Write each record again exactly as it stands.

────

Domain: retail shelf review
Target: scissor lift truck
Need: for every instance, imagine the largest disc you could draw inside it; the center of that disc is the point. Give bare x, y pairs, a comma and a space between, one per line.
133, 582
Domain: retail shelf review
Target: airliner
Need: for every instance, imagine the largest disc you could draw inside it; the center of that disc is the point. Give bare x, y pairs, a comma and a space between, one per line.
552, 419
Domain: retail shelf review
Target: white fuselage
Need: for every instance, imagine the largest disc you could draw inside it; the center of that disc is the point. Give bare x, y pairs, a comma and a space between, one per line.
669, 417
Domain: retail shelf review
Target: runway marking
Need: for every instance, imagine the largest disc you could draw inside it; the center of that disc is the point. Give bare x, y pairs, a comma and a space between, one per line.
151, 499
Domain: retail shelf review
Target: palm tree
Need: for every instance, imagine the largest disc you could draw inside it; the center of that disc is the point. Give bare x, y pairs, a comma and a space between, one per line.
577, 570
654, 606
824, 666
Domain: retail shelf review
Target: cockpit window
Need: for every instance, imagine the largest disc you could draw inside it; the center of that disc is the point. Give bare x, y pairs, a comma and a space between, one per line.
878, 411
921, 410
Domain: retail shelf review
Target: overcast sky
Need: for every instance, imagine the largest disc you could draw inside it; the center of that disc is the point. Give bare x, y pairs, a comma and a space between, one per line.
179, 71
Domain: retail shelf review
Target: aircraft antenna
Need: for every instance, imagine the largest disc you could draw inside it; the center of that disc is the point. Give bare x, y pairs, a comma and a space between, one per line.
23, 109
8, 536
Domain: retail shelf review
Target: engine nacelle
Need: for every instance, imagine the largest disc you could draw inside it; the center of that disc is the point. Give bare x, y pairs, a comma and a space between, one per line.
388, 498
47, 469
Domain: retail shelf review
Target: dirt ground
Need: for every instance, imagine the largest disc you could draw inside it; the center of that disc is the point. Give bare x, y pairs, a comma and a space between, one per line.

────

**WRITTEN ANSWER**
Domain: retail shelf review
Target: scissor lift truck
Need: for every instance, imagine the largest disc you could draw inside it; the center of that disc is the point. Give bare x, y pairs, a comma and a space between, one per line.
133, 582
Domain: retail shelf review
Target: airliner
Need: for every instance, imagine the largest disc you could draw inside it; the center of that disc is the point. Give bare x, y pairs, a comma and a space between, one per line.
552, 419
Domain: retail shelf review
Target: white fuselage
Need: for every instance, imagine the largest disc you could draw inside it; the center of that disc is the point. Give bare x, y pairs, a comma and a space between, one per line.
669, 417
Domain: retail shelf review
Target: runway marking
Need: for every instance, imagine the largest disc you could draw inside it; the center of that disc is the point. Give bare x, y pairs, a comma and a space between, one per line.
151, 499
Domain: retail shelf review
Target: palm tree
Need: for every instance, imagine the largest disc you could draw inside it; the center of that disc is the point. Give bare x, y pairs, a comma and a space between, one per line.
577, 570
654, 606
824, 666
Domain: retail shelf review
Target: cockpit window
Need: for every instance, imagine the largest disc you could draw inside it; the center of that disc is the point. Give bare x, y pairs, a comma and a space between, one per line.
878, 411
921, 410
Domain: retail shelf review
Target: overcast sky
Need: for every instance, imagine the largest disc you could draw inside it; the center of that disc is the point. Give bare x, y pairs, a comma and a space between, one per line.
179, 71
Domain: retail shelf review
Target: aircraft antenna
Need: for every instance, imagine the largest disc you could draw inside it; the center of that disc is the point. Give bare x, y pairs, a comma and a space between, one per line.
23, 109
8, 536
Domain: retail shelf review
Target: engine nacelle
Need: for every instance, imagine the largest disc you could draw inside it; the center of that disc is the point. Give bare x, y pairs, a comma and a space between, one per line.
388, 498
47, 469
Domain: retail shelf review
Target: dirt ground
Need: for every instance, imagine the largest disc you could draw inside it; the center of that disc is the point. Give bare x, y pairs, a comma and a space between, one per line.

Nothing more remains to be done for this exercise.